Given problem 1: According to the commentary on quantitative easing, what does QE involve the central bank doing?

------ Extract ------

QE doesn't involve cancelling the debt that banks owe. It involves the central bank buying the debt that banks own and that somebody else (often the US Treasury) owes to them.
Debt owed or debt owned. Just one small letter, eh? Just an "n" sound inserted in the right spot.
Um, no. The words "marital" and "martial" sound and look a lot a like, too. But I hope Ms Stein doesn't take them as synonyms.
Briefly. Suppose a trading desk at Bank of America owned a lot of Treasury bills. QE means the Fed buys those bills and pays for them by newly created money -- poof! the B of A desk can put the newly 'paid' money on its own books, and the Fed has the T-bills on the asset side of its balance sheet. The money supply is larger than it was a moment ago. No debt of Bank of America has been forgiven, but B of A does have more cash on hand than it did a moment ago.
The 2008 bank bailout and the subsequent rounds of QE are somewhat different subjects, conflated here. (They are related, though, and again Weissman covers all this ground well.)
In another statement, Stein connected the bailout to her proposed student debt relief program more elaborately. She said the bailout "didn't put money in" the banks' pockets, but "rid them of all that debt that they would otherwise have had to pay." That's what she wants to do for former students who owe a lot of money.
Sorry, Ms Stein, the bailout -- and the QEs -- did and DO put money into banks' pockets. Creating the money in the process. The banks are the points whence the new quantities of money enter the system, because dumping it from helicopters is considered inelegant. Such ignorance from someone of her prominence and ambitions is almost Trumpian. Though, to be fair, she is in many other respects utterly unTrumpian.
All of that said: I would still say to anyone wavering between a vote for Clinton and a vote for Stein: vote for Stein. Just as I would say to anyone wavering between a vote for Trump and one for Johnson: vote for Johnson. The big issue now is the rejection of the two party system itself, the one tat keeps giving us these 'choices.' Stein and Johnson together represent the very imperfect heads of the little rebel alliance.

------

Given problem 2: Pick out every line in the rows below that contains the word "pillow".

------ Task inputs ------

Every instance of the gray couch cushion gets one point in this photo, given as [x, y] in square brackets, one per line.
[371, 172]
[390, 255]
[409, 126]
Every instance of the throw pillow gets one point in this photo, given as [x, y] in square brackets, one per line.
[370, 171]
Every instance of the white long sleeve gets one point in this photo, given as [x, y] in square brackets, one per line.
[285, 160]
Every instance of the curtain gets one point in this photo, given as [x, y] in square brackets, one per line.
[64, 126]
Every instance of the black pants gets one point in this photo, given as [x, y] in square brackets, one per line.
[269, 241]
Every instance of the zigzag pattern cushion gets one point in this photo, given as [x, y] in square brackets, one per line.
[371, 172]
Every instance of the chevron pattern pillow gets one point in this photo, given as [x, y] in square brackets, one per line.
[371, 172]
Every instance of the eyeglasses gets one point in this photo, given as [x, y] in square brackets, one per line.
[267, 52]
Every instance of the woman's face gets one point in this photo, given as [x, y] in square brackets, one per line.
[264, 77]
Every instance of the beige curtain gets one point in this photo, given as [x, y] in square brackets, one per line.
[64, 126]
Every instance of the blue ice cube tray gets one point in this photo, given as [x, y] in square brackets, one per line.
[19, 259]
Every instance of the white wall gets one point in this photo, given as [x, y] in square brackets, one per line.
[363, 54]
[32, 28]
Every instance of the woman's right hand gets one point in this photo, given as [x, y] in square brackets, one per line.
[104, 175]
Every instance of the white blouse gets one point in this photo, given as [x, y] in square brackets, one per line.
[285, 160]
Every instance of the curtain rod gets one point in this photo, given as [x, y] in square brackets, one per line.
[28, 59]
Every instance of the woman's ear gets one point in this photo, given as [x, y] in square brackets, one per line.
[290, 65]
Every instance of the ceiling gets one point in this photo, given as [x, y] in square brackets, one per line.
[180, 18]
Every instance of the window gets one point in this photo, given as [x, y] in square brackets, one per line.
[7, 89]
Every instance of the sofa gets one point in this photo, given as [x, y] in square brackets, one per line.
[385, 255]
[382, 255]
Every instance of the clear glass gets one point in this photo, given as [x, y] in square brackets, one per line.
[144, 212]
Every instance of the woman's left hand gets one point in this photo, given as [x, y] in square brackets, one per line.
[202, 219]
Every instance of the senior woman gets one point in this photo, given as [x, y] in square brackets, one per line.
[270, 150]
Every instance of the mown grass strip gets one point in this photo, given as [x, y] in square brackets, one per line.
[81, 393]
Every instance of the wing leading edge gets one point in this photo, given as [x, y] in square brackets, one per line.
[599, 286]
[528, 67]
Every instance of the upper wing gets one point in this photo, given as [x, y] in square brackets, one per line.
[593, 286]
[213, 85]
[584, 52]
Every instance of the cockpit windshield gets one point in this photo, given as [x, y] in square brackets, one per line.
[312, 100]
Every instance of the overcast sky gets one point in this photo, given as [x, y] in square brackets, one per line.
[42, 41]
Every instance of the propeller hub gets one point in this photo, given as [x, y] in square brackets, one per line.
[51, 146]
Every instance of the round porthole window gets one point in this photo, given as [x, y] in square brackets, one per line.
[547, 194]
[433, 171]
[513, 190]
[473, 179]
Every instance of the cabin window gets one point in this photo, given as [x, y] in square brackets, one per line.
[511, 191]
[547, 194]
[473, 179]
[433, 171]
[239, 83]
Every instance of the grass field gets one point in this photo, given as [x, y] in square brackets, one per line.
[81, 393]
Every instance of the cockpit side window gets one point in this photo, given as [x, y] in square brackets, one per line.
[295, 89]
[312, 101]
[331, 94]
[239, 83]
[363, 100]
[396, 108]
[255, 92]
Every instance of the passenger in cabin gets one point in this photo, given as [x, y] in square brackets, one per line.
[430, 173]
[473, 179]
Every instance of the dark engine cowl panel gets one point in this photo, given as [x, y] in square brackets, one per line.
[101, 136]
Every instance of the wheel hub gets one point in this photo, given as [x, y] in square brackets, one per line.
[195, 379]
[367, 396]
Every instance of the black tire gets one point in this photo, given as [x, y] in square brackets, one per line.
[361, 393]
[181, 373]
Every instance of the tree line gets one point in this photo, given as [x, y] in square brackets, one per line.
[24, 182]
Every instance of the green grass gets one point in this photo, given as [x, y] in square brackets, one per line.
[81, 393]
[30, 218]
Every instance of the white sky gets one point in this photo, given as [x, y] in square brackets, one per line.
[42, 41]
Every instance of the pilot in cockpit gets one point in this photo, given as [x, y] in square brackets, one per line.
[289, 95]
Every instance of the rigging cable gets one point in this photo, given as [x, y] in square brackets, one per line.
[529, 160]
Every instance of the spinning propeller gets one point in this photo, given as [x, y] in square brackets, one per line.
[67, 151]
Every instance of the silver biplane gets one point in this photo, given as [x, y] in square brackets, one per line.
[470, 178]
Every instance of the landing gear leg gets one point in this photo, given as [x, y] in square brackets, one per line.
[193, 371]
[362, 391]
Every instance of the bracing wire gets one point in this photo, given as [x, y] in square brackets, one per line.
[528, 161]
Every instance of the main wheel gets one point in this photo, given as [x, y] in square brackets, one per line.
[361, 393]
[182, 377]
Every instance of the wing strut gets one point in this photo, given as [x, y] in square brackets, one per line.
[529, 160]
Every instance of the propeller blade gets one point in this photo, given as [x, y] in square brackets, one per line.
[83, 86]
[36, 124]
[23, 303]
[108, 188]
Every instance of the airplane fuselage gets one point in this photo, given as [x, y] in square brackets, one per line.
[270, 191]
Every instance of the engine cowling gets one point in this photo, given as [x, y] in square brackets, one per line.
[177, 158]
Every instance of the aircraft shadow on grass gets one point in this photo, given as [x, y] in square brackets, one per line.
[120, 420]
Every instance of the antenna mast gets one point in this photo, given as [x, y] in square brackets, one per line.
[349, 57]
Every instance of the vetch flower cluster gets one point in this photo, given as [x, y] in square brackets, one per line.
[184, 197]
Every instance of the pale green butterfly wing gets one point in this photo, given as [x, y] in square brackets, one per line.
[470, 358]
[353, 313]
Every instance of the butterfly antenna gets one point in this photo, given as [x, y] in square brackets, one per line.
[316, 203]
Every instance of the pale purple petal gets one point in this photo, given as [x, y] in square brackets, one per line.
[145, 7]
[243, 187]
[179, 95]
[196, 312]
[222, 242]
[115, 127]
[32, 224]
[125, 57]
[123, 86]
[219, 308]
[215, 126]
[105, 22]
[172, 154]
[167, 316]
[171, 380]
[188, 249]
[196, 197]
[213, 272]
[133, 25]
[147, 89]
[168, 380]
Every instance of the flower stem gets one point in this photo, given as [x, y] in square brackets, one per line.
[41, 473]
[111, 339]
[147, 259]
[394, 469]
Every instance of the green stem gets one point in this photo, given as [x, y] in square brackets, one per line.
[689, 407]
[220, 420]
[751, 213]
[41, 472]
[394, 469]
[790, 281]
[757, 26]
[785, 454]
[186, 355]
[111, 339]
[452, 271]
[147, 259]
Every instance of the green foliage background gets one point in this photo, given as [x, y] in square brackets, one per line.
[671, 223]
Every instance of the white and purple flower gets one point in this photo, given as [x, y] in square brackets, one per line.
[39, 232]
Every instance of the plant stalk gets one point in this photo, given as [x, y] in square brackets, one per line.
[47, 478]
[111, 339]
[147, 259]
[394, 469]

------

Written response 1: QE involves the central bank buying the debt that banks own and that somebody else, often the US Treasury, owes to them.

Written response 2:
Every instance of the throw pillow gets one point in this photo, given as [x, y] in square brackets, one per line.
Every instance of the chevron pattern pillow gets one point in this photo, given as [x, y] in square brackets, one per line.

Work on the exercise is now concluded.